▼▼▼

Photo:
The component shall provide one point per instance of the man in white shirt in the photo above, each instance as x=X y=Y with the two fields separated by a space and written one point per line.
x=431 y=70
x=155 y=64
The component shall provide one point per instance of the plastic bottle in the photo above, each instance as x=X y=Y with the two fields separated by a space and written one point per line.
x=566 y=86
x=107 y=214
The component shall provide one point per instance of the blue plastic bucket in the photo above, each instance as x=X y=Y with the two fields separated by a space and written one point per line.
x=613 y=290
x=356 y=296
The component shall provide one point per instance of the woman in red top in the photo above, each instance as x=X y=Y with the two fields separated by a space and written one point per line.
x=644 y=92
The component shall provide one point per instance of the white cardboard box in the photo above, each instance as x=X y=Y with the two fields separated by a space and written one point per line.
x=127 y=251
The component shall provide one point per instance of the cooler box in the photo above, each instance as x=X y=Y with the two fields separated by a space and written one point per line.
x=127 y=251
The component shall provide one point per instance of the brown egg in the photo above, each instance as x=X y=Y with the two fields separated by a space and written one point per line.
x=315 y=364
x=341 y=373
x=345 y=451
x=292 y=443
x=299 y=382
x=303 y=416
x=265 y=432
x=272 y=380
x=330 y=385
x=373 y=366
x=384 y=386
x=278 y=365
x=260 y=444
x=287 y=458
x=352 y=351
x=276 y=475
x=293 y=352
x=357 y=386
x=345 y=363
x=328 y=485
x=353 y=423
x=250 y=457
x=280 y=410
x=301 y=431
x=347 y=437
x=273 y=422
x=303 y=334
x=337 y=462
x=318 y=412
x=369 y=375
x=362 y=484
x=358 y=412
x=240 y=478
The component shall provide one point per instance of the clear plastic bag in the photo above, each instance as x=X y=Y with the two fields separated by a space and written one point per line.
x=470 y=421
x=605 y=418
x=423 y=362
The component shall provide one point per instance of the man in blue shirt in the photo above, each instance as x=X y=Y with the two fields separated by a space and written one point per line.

▲▲▲

## Given request
Convert everything in the data above, from the line containing "The component shall provide one point per instance of the blue" down to the line containing "x=423 y=362" (both included), into a Markdown table with the columns Row and Content. Number each line and leave out any blank lines.

## Problem solution
| Row | Content |
|---|---|
| 1 | The component shall provide one point per instance of the blue plastic bucket in the photo above, each instance as x=X y=Y with the two fields separated by a space and written one point per line. |
| 2 | x=613 y=290 |
| 3 | x=356 y=296 |
| 4 | The component shall provide one point per instance of the woman in red top in the photo above, each instance as x=X y=Y with the two fields separated by a space and written one point per line. |
| 5 | x=644 y=92 |
| 6 | The component shall provide one point per instance of the white cardboard box in the photo above, each instance as x=X y=Y with the two fields separated by a space and written one point per line. |
| 7 | x=127 y=251 |
| 8 | The component shall provide one point per instance of the cooler box in the photo above, each instance as x=X y=Y with the two fields separated by a space and written one point per line. |
| 9 | x=127 y=251 |
| 10 | The component shall provide one point per instance of the brown egg in the photo above, each instance as x=X y=Y with the two fields separated by a space and written one point per line. |
| 11 | x=315 y=364 |
| 12 | x=341 y=373 |
| 13 | x=345 y=451 |
| 14 | x=292 y=443 |
| 15 | x=299 y=382 |
| 16 | x=303 y=416 |
| 17 | x=265 y=432 |
| 18 | x=272 y=380 |
| 19 | x=330 y=385 |
| 20 | x=373 y=366 |
| 21 | x=384 y=386 |
| 22 | x=278 y=365 |
| 23 | x=260 y=444 |
| 24 | x=287 y=458 |
| 25 | x=352 y=351 |
| 26 | x=276 y=475 |
| 27 | x=293 y=352 |
| 28 | x=357 y=386 |
| 29 | x=345 y=363 |
| 30 | x=328 y=485 |
| 31 | x=353 y=423 |
| 32 | x=250 y=457 |
| 33 | x=280 y=410 |
| 34 | x=301 y=431 |
| 35 | x=347 y=437 |
| 36 | x=273 y=422 |
| 37 | x=303 y=334 |
| 38 | x=337 y=462 |
| 39 | x=318 y=412 |
| 40 | x=369 y=375 |
| 41 | x=362 y=484 |
| 42 | x=358 y=412 |
| 43 | x=240 y=478 |
| 44 | The component shall provide one point per instance of the clear plastic bag in the photo above, each instance as x=X y=Y with the two fields separated by a space and written one point per line. |
| 45 | x=470 y=421 |
| 46 | x=605 y=418 |
| 47 | x=423 y=362 |